_What is expected_
Print out every entry, keeping each line identical to the original.

[Text-to-region grounding data]
+-------+

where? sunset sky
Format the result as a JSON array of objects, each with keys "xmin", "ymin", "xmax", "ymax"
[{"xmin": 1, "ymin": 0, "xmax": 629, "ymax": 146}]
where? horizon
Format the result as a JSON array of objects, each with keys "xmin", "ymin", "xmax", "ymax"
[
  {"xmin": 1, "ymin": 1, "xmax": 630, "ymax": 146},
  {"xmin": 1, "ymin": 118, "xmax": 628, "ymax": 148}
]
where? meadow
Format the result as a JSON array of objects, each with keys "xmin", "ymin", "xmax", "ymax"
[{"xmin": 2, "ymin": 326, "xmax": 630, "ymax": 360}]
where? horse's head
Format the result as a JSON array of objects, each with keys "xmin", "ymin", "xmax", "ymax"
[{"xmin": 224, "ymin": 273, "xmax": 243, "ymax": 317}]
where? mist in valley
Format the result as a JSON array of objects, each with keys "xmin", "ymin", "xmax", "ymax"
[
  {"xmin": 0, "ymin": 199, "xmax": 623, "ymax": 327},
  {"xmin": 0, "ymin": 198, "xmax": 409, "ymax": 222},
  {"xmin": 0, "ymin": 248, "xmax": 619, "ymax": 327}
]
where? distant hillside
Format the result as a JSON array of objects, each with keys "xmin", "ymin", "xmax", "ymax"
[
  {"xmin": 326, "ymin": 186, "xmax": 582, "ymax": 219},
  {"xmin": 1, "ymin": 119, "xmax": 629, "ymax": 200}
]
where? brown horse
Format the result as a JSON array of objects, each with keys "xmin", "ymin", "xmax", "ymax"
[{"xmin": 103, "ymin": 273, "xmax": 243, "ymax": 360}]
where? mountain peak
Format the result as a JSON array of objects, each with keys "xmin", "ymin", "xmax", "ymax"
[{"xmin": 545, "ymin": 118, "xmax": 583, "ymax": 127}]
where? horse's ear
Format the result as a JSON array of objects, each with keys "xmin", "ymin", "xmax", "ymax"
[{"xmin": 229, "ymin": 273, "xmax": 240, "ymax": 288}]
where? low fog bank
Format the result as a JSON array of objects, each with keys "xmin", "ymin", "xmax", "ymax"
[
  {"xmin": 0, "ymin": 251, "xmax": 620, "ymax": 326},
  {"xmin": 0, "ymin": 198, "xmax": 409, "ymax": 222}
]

+-------+

_Answer space_
where? sunset sky
Format the result as a JSON array of objects, each with keys "xmin", "ymin", "xmax", "ymax"
[{"xmin": 1, "ymin": 0, "xmax": 629, "ymax": 146}]
where? horizon
Format the result as a JSON array of objects, each with keys "xmin", "ymin", "xmax", "ymax"
[
  {"xmin": 1, "ymin": 1, "xmax": 630, "ymax": 146},
  {"xmin": 1, "ymin": 118, "xmax": 628, "ymax": 148}
]
where? meadow
Format the result as a JSON array of objects, each with keys "xmin", "ymin", "xmax", "ymax"
[{"xmin": 2, "ymin": 326, "xmax": 630, "ymax": 360}]
where? horse's head
Format the result as a JSON array of objects, each with keys "xmin", "ymin", "xmax", "ymax"
[{"xmin": 224, "ymin": 273, "xmax": 243, "ymax": 317}]
where? mist in valley
Format the result as a JSON array of objects, each with keys "xmin", "ymin", "xmax", "ymax"
[
  {"xmin": 0, "ymin": 199, "xmax": 623, "ymax": 327},
  {"xmin": 0, "ymin": 198, "xmax": 409, "ymax": 222},
  {"xmin": 0, "ymin": 248, "xmax": 619, "ymax": 327}
]
where? distant hillside
Format the result as a JSON array of objects, each with keys "xmin", "ymin", "xmax", "ymax"
[
  {"xmin": 326, "ymin": 186, "xmax": 582, "ymax": 219},
  {"xmin": 1, "ymin": 119, "xmax": 629, "ymax": 200}
]
where? brown horse
Format the result as a JSON array of objects, each with keys "xmin", "ymin", "xmax", "ymax"
[{"xmin": 103, "ymin": 273, "xmax": 243, "ymax": 360}]
where? mountain peak
Format the result as a JSON array of objects, each with keys "xmin", "ymin", "xmax", "ymax"
[{"xmin": 545, "ymin": 118, "xmax": 583, "ymax": 127}]
where? horse's ear
Format the result as a JSON array of objects, each with keys "xmin", "ymin", "xmax", "ymax"
[{"xmin": 229, "ymin": 273, "xmax": 240, "ymax": 288}]
where? low fog bank
Format the result as a JSON array of objects, each with keys "xmin", "ymin", "xmax", "ymax"
[
  {"xmin": 0, "ymin": 251, "xmax": 620, "ymax": 326},
  {"xmin": 0, "ymin": 198, "xmax": 409, "ymax": 222}
]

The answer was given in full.